## Instruções de trabalho
[1] Você pode reproduzir, sem alterar nada, o trecho do texto sobre emojis que vai de "Se piscar o" até "que as minhas."?
[2] Dê prosseguimento ao texto sobre emojis, começando logo depois da última frase apresentada.

## Trecho do documento
Se piscar o olho para você, posso dar a entender que tudo o que estará escrito daqui em diante não passa de galhofa. Uma piscadela só. Pois, imagine: Sou um adulto caucasiano de cabelos cor castanho-médio, meus olhos são amendoados, cultivo uma barba cheia, embora haja menos preenchimento no lado esquerdo, e meu biotipo me coloca num patamar radicalmente comum de aparências. Já o camarada na mesa aqui à frente também é adulto e caucasiano, mas não tem barba. Isso evidencia umas “covinhas” imensas, que o deixam com um sorriso largo, simétrico e diabólico. As sobrancelhas, quando ele ri, se erguem levando junto as cavidades do início de cabeça calva. Acho que você diria que ele tem expressões faciais bem mais singulares que as minhas.

Ele e eu, mesmo bem diferentes, temos um rosto universal para enviar uma piscadela por mensagem na internet. Isso porque nós dois vamos, provavelmente, utilizar um pictograma digital para isso, ou seja, um emoji (😉). Os emojis — e (絵, “imagem”) + moji (文字, “letra”) — são desenhos que simbolizam rostos baseados nas características humanas, com ampla variedade de reações, mas também pode ser o indicativo de um animal (🐵), uma comida (🍅), um objeto (☎️) e símbolos mais gerais, mesmo (🔔🚫🔝).

Assim como conhecemos, eles apareceram no Japão no fim da década de 90 com a companhia telefônica NTT DoCoMo. Na época, o serviço de e-mail permitia escrever só 250 caracteres por mensagem, então acrescentar alguns símbolos facilitaria bastante. A mente por trás disso era de Shigetaka Kurita, funcionário da empresa e responsável pela rede de internet móvel.

## Bloco de dados
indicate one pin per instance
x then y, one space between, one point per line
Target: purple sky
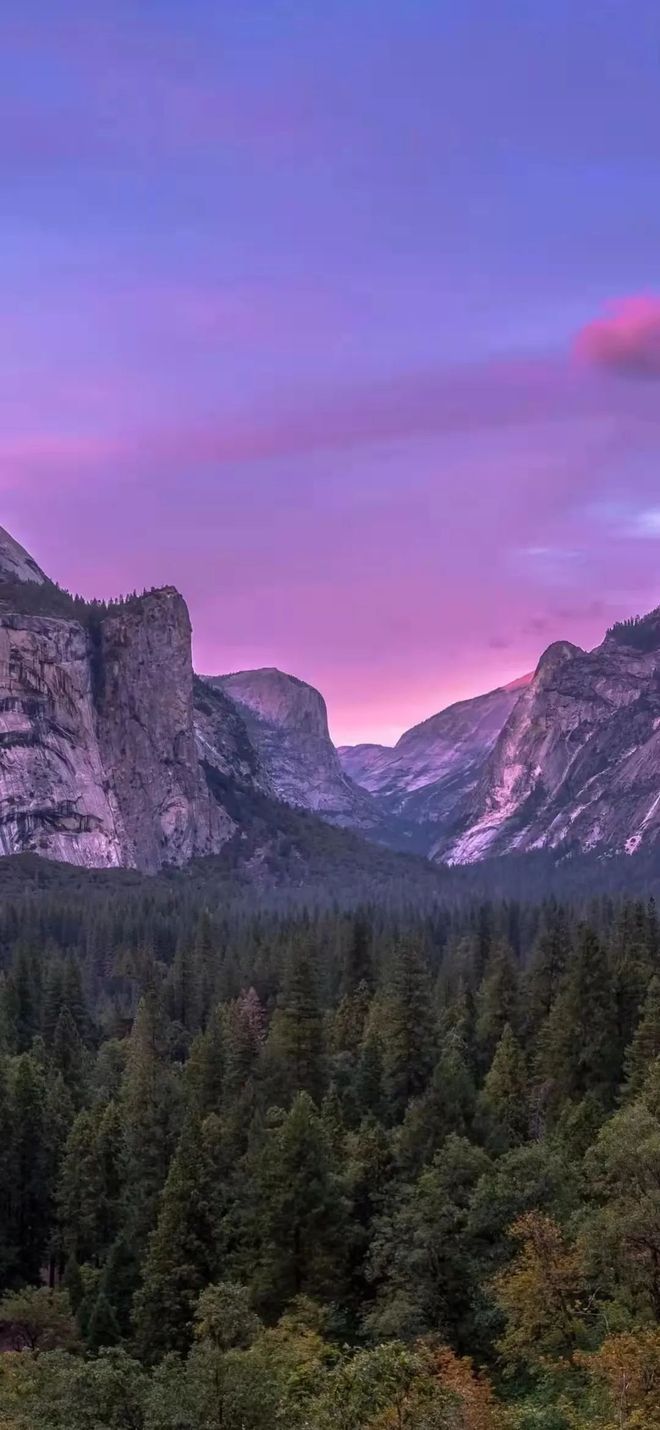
342 318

## Respostas esperadas
[1]
Se piscar o olho para você, posso dar a entender que tudo o que estará escrito daqui em diante não passa de galhofa. Uma piscadela só. Pois, imagine: Sou um adulto caucasiano de cabelos cor castanho-médio, meus olhos são amendoados, cultivo uma barba cheia, embora haja menos preenchimento no lado esquerdo, e meu biotipo me coloca num patamar radicalmente comum de aparências. Já o camarada na mesa aqui à frente também é adulto e caucasiano, mas não tem barba. Isso evidencia umas “covinhas” imensas, que o deixam com um sorriso largo, simétrico e diabólico. As sobrancelhas, quando ele ri, se erguem levando junto as cavidades do início de cabeça calva. Acho que você diria que ele tem expressões faciais bem mais singulares que as minhas.

[2]
Em 2016, o Museu de Arte Moderna (MoMA) de Nova York, que recebe mais de dois milhões de pessoas por ano, adquiriu a primeira peça com emojis para o acervo. Justamente o pacote inicial de 176 figuras, desenhado por Kurita e sua equipe, quase duas décadas atrás. Quando se espalhou a notícia, o programador foi chamado pelo jornal The Guardian para falar mais da concepção. “Me inspirei em ícones de previsão do tempo e ideogramas”, ele explicou. Os originais eram preto e branco, com poucos detalhes, e em 1999 surgiram os coloridos — inclusive os rostos amarelos que temos acesso hoje em dia.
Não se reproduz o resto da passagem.